** start **

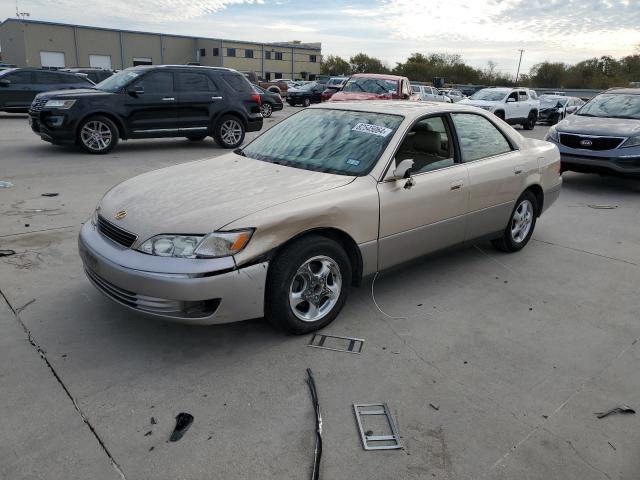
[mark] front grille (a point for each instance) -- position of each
(597, 143)
(154, 305)
(115, 233)
(38, 104)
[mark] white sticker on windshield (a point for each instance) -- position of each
(372, 129)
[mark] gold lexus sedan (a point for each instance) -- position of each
(284, 226)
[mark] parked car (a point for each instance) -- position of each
(453, 94)
(513, 105)
(429, 94)
(151, 102)
(96, 75)
(603, 136)
(306, 95)
(373, 86)
(269, 101)
(19, 86)
(554, 108)
(334, 84)
(397, 181)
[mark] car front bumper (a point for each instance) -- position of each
(193, 291)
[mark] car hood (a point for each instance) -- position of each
(204, 196)
(350, 96)
(617, 127)
(73, 93)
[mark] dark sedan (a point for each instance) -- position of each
(19, 86)
(269, 101)
(306, 95)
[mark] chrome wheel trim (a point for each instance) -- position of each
(315, 288)
(266, 110)
(96, 135)
(231, 132)
(521, 221)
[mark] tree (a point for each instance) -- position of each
(334, 65)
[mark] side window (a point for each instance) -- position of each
(157, 83)
(428, 144)
(19, 78)
(194, 82)
(478, 137)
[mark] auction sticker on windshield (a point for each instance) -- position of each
(372, 129)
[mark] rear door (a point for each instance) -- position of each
(153, 112)
(197, 96)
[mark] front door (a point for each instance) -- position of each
(431, 214)
(153, 111)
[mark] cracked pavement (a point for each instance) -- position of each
(518, 351)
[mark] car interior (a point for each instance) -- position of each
(428, 145)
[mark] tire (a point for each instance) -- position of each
(531, 121)
(289, 281)
(514, 238)
(229, 131)
(98, 135)
(266, 110)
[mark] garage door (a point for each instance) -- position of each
(52, 59)
(100, 61)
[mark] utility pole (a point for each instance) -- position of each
(519, 62)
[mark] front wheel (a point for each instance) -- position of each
(307, 285)
(98, 135)
(229, 132)
(521, 224)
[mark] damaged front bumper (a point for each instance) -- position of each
(194, 291)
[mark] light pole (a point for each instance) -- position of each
(519, 62)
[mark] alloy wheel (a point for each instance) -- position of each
(315, 288)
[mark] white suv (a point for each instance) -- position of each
(513, 105)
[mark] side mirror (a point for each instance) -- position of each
(136, 90)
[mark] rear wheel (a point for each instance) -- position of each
(229, 132)
(307, 285)
(98, 134)
(521, 224)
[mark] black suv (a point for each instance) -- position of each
(18, 86)
(151, 102)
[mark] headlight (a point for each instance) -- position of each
(213, 245)
(63, 104)
(631, 142)
(552, 135)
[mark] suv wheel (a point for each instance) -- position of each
(531, 121)
(307, 285)
(266, 110)
(521, 224)
(229, 132)
(98, 135)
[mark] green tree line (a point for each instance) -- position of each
(600, 73)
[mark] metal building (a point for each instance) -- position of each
(32, 43)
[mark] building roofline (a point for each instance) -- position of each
(305, 46)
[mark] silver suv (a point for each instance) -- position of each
(603, 136)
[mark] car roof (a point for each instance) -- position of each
(405, 108)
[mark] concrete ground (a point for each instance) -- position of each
(516, 351)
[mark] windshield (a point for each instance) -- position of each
(489, 94)
(613, 106)
(370, 85)
(333, 141)
(117, 82)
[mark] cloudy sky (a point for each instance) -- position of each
(479, 30)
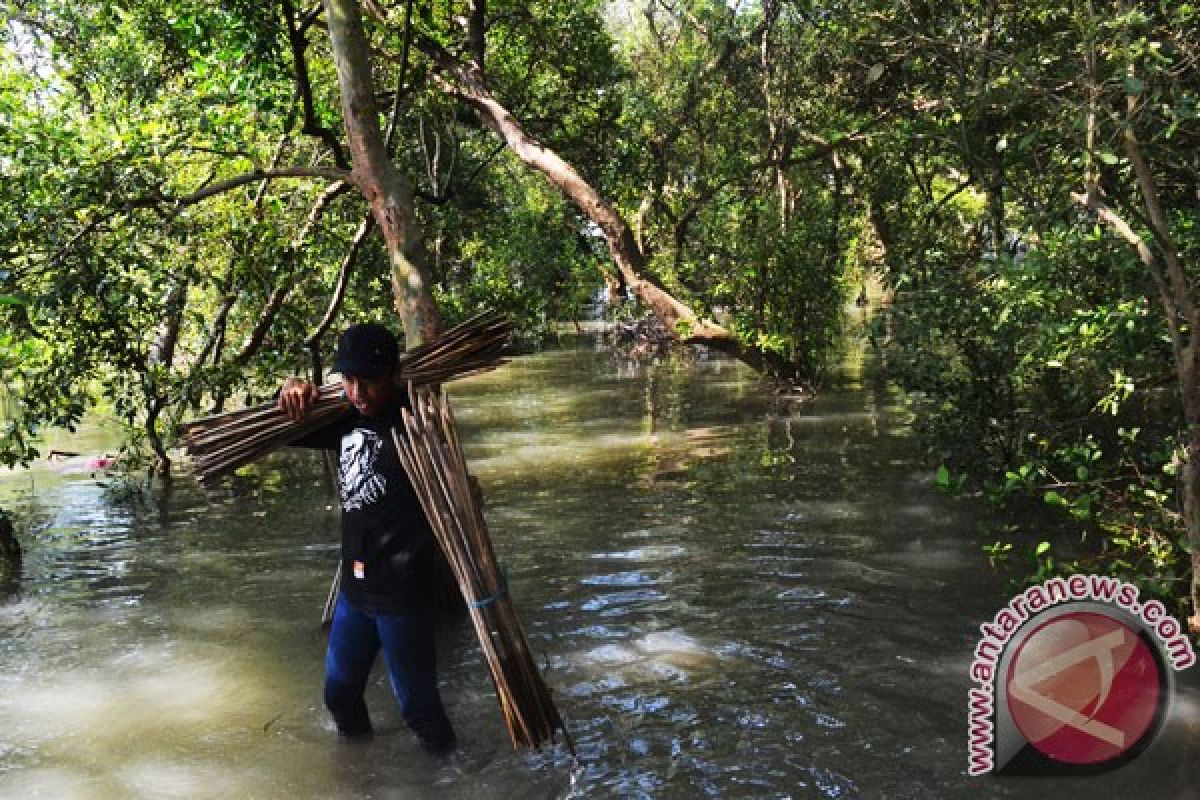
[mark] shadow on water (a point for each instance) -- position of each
(733, 596)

** end **

## The request
Write out the material above again, swapping "windshield" for "windscreen" everywhere and leaving all else as it is. Don't include the pictures.

## Exercise answer
[mark] front grille (a point for each instance) -- position of each
(597, 143)
(154, 305)
(115, 233)
(38, 104)
[mark] white sticker on windscreen (a point for each instance) -- position of each
(372, 129)
[mark] gold lexus sedan (a point for each instance) -- position of each
(284, 226)
[mark] parked car (a point for each instance) -- position of each
(453, 94)
(513, 105)
(429, 94)
(151, 102)
(96, 75)
(603, 136)
(306, 95)
(373, 86)
(269, 101)
(19, 86)
(554, 108)
(334, 84)
(397, 181)
[mark] car front bumper (a point for each instance) -- position of each
(193, 291)
[mark] car hood (a point for each instance) -- position of each
(204, 196)
(350, 96)
(617, 127)
(73, 93)
[mark] dark sedan (a point for each instance) -- position of each
(19, 86)
(269, 101)
(306, 95)
[mark] chrome wheel trim (a point for each instance) -- position of each
(315, 288)
(266, 110)
(96, 135)
(231, 132)
(521, 221)
[mark] tree (a point for each instance) -- position of each
(334, 65)
[mark] side window (a point for each instance) -- position of each
(157, 83)
(428, 144)
(19, 78)
(194, 82)
(478, 137)
[mark] auction sticker on windscreen (a point for each instance) -- position of each
(372, 129)
[mark] rear door (a point for each instance) -- position of each
(153, 112)
(197, 96)
[mark] front door (a point for each instance) -- position of each
(431, 214)
(153, 111)
[mark] cracked pavement (a point for each instance) -- position of each
(518, 351)
[mark] car interior (a point for each instance) -- position of each
(428, 145)
[mark] tire (a point for each instance) -- position of each
(531, 121)
(289, 281)
(514, 238)
(229, 131)
(98, 135)
(266, 110)
[mark] garage door (a point for each instance) -- position of each
(52, 59)
(100, 61)
[mark] utility pole (a point for each instance) -- position of each
(519, 62)
[mark] front wheel (a point for each instance) -- position of each
(307, 285)
(98, 135)
(229, 132)
(521, 224)
[mark] damaged front bumper (a point for each instance) -- position of each
(194, 291)
[mark] light pole (a point for each instance) -- position of each
(519, 62)
[mark] alloy wheel (a point for each instance) -- position of each
(315, 288)
[mark] white suv (a point for each instance) -- position of each
(513, 105)
[mark] side mirror (a point for each instance) -- position of each
(136, 90)
[mark] rear wheel (a point for each instance) -- position of each
(229, 132)
(307, 285)
(98, 134)
(521, 224)
[mark] black suv (a point for each instance) -- position of each
(18, 86)
(151, 102)
[mark] headlight (a point for each instance) -- position of each
(213, 245)
(63, 104)
(631, 142)
(552, 135)
[mark] suv wheel (a point for each instance) -- position of each
(531, 121)
(307, 285)
(266, 110)
(521, 224)
(229, 132)
(98, 135)
[mark] green tree line (a point for each instance) -- position of each
(600, 73)
[mark] metal building (a point for each instance) -- position of each
(32, 43)
[mark] building roofline (a point for each instance) -- position of each
(305, 46)
[mark] silver suv (a point for each instance) -- position of each
(603, 136)
[mark] car roof (a point for each instance) -- position of each
(405, 108)
[mark] concrete ground (a point for each instance) -- position of each
(516, 351)
[mark] windscreen (a point for each instance) -- position of each
(489, 94)
(613, 106)
(370, 85)
(333, 141)
(117, 82)
[mark] cloudy sky (a point for each instance) -- position of each
(479, 30)
[mark] shadow on water (a point for each instance) -- position of each
(733, 596)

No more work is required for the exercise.